(Natural-language object grounding data)
┄┄┄┄┄┄┄┄┄┄
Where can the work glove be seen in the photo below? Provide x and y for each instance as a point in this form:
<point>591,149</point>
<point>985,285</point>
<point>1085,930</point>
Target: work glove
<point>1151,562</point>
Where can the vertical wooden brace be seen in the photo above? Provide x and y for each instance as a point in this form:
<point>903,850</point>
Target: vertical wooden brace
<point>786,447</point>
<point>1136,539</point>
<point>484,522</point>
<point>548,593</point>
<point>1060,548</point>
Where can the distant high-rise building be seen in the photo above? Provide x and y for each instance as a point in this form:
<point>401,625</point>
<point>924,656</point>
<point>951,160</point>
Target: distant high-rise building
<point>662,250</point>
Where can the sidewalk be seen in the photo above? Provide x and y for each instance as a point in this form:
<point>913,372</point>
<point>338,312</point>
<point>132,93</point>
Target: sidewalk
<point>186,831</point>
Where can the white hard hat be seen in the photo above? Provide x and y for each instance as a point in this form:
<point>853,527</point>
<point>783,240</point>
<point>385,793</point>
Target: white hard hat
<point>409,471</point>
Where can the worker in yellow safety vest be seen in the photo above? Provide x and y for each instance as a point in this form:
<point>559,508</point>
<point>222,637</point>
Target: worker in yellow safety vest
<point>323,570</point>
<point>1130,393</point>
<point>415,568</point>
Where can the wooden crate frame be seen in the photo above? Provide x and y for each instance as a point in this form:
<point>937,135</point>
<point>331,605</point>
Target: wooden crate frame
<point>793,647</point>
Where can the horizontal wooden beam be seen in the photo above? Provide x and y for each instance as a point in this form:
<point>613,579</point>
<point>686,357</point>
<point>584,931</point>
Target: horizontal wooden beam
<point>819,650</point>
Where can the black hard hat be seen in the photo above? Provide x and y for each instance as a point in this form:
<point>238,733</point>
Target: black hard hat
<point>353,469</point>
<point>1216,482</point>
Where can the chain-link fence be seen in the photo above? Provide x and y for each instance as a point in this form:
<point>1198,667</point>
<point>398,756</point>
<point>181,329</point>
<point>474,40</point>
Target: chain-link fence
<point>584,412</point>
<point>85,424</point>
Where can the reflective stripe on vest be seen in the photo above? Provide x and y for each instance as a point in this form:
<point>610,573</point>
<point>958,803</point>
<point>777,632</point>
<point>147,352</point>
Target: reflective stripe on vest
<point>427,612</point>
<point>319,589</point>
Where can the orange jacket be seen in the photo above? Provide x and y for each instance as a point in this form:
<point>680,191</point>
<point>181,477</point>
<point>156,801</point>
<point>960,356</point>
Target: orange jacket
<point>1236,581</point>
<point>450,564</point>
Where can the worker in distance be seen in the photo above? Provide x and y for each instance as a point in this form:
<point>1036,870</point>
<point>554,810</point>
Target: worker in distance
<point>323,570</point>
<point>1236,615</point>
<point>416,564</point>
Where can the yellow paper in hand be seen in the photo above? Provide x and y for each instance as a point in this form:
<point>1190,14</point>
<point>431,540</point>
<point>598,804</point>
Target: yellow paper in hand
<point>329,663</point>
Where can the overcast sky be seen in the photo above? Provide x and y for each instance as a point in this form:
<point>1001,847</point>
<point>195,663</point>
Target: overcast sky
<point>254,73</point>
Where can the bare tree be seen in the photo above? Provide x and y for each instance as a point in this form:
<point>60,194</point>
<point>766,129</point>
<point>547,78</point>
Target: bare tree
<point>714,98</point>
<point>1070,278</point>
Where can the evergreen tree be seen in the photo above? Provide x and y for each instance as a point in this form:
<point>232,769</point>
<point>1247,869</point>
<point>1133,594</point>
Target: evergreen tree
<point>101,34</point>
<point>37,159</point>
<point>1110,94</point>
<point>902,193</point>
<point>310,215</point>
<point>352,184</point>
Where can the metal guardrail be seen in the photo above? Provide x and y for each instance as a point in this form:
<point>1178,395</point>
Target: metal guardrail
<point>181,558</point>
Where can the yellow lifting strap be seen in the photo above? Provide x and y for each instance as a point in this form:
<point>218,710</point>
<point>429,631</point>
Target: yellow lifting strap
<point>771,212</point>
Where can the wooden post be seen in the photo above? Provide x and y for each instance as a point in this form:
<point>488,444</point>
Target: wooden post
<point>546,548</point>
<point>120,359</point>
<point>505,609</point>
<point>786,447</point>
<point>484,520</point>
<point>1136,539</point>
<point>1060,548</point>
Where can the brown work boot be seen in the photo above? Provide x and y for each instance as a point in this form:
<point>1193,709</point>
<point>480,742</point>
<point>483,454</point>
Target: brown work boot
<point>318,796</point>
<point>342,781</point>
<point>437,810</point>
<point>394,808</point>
┄┄┄┄┄┄┄┄┄┄
Transcribe every record exactly.

> [Result]
Where can the work glove be seen in the photo below? Provide x and y for each instance as a point in this form:
<point>591,149</point>
<point>985,285</point>
<point>1085,930</point>
Target: work glove
<point>1151,562</point>
Where can the vertical wooden brace be seen in the photo above? Provide x and y for each instance as a point in this form:
<point>903,850</point>
Target: vertical wooden brace
<point>786,447</point>
<point>1136,539</point>
<point>484,522</point>
<point>548,593</point>
<point>1060,548</point>
Where can the distant high-rise building be seen in the photo above? Provide x and y for each instance as a point in this form:
<point>401,625</point>
<point>924,656</point>
<point>951,160</point>
Target: distant high-rise building
<point>662,250</point>
Where can the sidewalk be seen in the photo above? Provide x and y for each instance as a point in this form:
<point>913,372</point>
<point>338,312</point>
<point>132,93</point>
Target: sidewalk
<point>186,831</point>
Where can the white hard hat be seen in the photo above? Provide x and y for each instance as a point in this form:
<point>853,527</point>
<point>783,240</point>
<point>385,793</point>
Target: white hard hat
<point>409,471</point>
Where can the worker in yellow safety vest be seen in the photo above? Provide x and y for each instance as a point in this form:
<point>559,508</point>
<point>222,637</point>
Target: worker in yellow safety vest
<point>323,570</point>
<point>1130,393</point>
<point>415,568</point>
Where can the wooden crate frame be seen in the photo above? Provide x and y for each instance as a point in this form:
<point>937,135</point>
<point>331,605</point>
Target: wooden crate frame
<point>793,647</point>
Where can the horizontal wooden beam be seen in the photo above? Provide x and y for each instance as a point in this form:
<point>613,579</point>
<point>686,357</point>
<point>584,931</point>
Target: horizontal wooden beam
<point>819,650</point>
Where can the black hard hat be seen in the photo above? Provide x and y for each instance as a point in this form:
<point>238,733</point>
Target: black hard hat
<point>353,469</point>
<point>1216,482</point>
Where can the chain-link fence be seen in the photo above? Provide x and y for each instance as a point in this form:
<point>1198,667</point>
<point>398,756</point>
<point>181,329</point>
<point>474,40</point>
Target: chain-link fence
<point>584,412</point>
<point>85,424</point>
Where can the reflective stripe on vest be seen in the photo above? Provide x and y for each instance as a point in this form:
<point>610,573</point>
<point>958,803</point>
<point>777,632</point>
<point>147,352</point>
Target: reflective stripe on vest
<point>427,612</point>
<point>319,589</point>
Where can the orange jacket be seen in the photo above? Provide x and y for each instance as a point in this form:
<point>680,191</point>
<point>181,477</point>
<point>156,801</point>
<point>960,356</point>
Target: orange jacket
<point>1236,581</point>
<point>450,564</point>
Where can the worker in distance be seen in the photo above? Provide x and y for each instance as a point in this form:
<point>1036,870</point>
<point>554,810</point>
Target: worker in distance
<point>323,570</point>
<point>1236,615</point>
<point>416,564</point>
Where can the yellow paper in hand be seen in the photo above? Provide x and y for each instance as a point in this form:
<point>1190,14</point>
<point>431,540</point>
<point>598,804</point>
Target: yellow paper in hand
<point>329,663</point>
Where can the overcast sky be seen in the photo above? Provide x and y for each instance as a point in this form:
<point>1001,847</point>
<point>195,663</point>
Target: overcast sky
<point>254,73</point>
Where can the bare tree be seen in the photo above? Provide x and y for each instance as a point in this form:
<point>60,194</point>
<point>766,129</point>
<point>547,78</point>
Target: bare tree
<point>714,98</point>
<point>1070,278</point>
Where can the evergreen tree be seen in the photo above? Provide x and y for each instance as a point in this form:
<point>232,769</point>
<point>1247,869</point>
<point>1133,594</point>
Target: evergreen tree
<point>101,34</point>
<point>37,159</point>
<point>1110,94</point>
<point>902,193</point>
<point>310,215</point>
<point>352,184</point>
Where can the metal guardrail be seen in the photo above? Provide x and y for each instance as a point in this form:
<point>1178,395</point>
Target: metal guardrail
<point>181,558</point>
Where can the yellow lifting strap be seen in the photo above? Provide x and y for each instance as a point in this form:
<point>218,710</point>
<point>429,631</point>
Target: yellow lifting strap
<point>771,212</point>
Where can the wooden post be seen in the photo above? Provide x and y for each instance as a point in this form:
<point>488,444</point>
Target: wooden post
<point>546,548</point>
<point>120,359</point>
<point>505,609</point>
<point>786,447</point>
<point>484,520</point>
<point>1136,539</point>
<point>1060,548</point>
Where can the brown work boot be seen in the photo above? Provide x and y for each instance as a point in this form:
<point>1193,709</point>
<point>480,742</point>
<point>483,454</point>
Target: brown work boot
<point>318,796</point>
<point>342,781</point>
<point>437,810</point>
<point>394,808</point>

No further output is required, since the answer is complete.